- **Documento**:
::::

In tema di patrocinio a spese dello Stato, la condizione di irreperibilità del patrocinato, alla quale l’art. 117 del d.P.R. 30 maggio 2002, n. 115 subordina la liquidazione degli onorari e delle spese di difesa a carico dell’Erario, attiene ad una situazione sostanziale e di fatto, indipendente dalla pronuncia processuale di irreperibilità, che, rendendo il debitore non rintracciabile al momento in cui la pretesa creditoria diventa azionabile, impedisce di effettuare qualunque procedura per il recupero del credito professionale.
La Corte di legittimità, ribasce implicitamente anche il diritto del difensore ad essere rimborsato per i compensi relativi alla procedura esecutiva inutilmente esperita per la riscossione dell’onorario.
(Cass. Civile Sez. II, sentenza 10 giungo – 20 luglio 2010, n. 17021)
Corte Supreme di Cassazione
Seconda Sezione Civile
Sentenza 10 giugno – 20 luglio 2010, n. 17021
[OMISSIS]
Svolgimento del processo L’avvocato L.C. ha chiesto al Tribunale di Roma la liquidazione dei compensi per l’attività prestata, quale difensore d’ufficio, ex art. 97 cod. proc. pen., di N.J.
Il Tribunale di Roma, in composizione monocratica, con provvedimento depositato in data 6 aprile 2004, ha rigettato la domanda.
Avverso detto provvedimento l’avvocato C. ha proposto opposizione, ai sensi del D.P.R. 30 maggio 2002, n. 115, art. 170 (Testo unico delle disposizioni legislative e regolamentari in materia di spese di giustizia).
Il Tribunale di Roma, con ordinanza depositata il 28 giugno 2005, comunicata il 14 luglio 2005, ha rigettato il ricorso.

::::

- **Dati grezzi**:

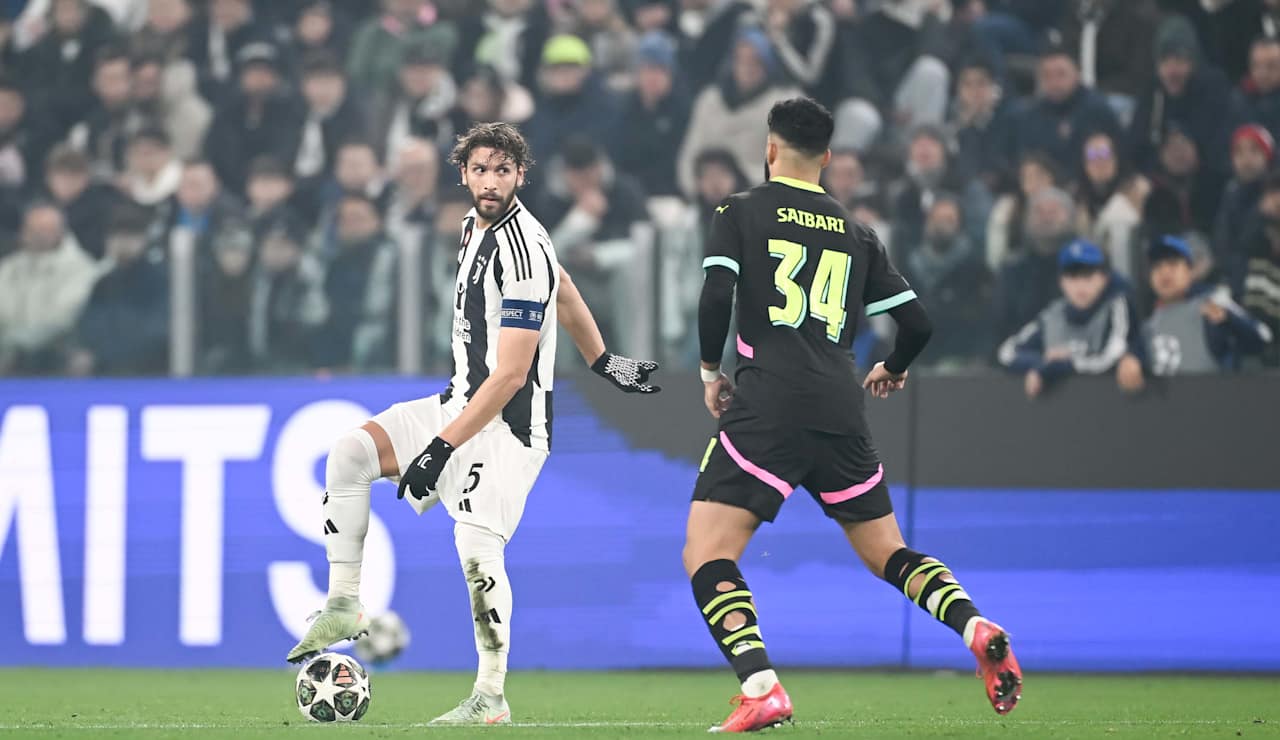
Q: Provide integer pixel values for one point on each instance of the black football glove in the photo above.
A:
(424, 473)
(629, 375)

::::

- **Elenco dei compiti**:
[1] In quale data, secondo la sentenza sul patrocinio a spese dello Stato, è stata depositata l'ordinanza con cui il Tribunale di Roma ha rigettato il ricorso dell'avvocato C.?
[2] Trascrivi dalla sentenza sul patrocinio a spese dello Stato il passo compreso tra "(Cass. Civile Sez." e "spese di giustizia).", inclusi.

- **Risposte attese**:
[1] Il 28 giugno 2005.

[2]
(Cass. Civile Sez. II, sentenza 10 giungo – 20 luglio 2010, n. 17021)
Corte Supreme di Cassazione
Seconda Sezione Civile
Sentenza 10 giugno – 20 luglio 2010, n. 17021
[OMISSIS]
Svolgimento del processo L’avvocato L.C. ha chiesto al Tribunale di Roma la liquidazione dei compensi per l’attività prestata, quale difensore d’ufficio, ex art. 97 cod. proc. pen., di N.J.
Il Tribunale di Roma, in composizione monocratica, con provvedimento depositato in data 6 aprile 2004, ha rigettato la domanda.
Avverso detto provvedimento l’avvocato C. ha proposto opposizione, ai sensi del D.P.R. 30 maggio 2002, n. 115, art. 170 (Testo unico delle disposizioni legislative e regolamentari in materia di spese di giustizia).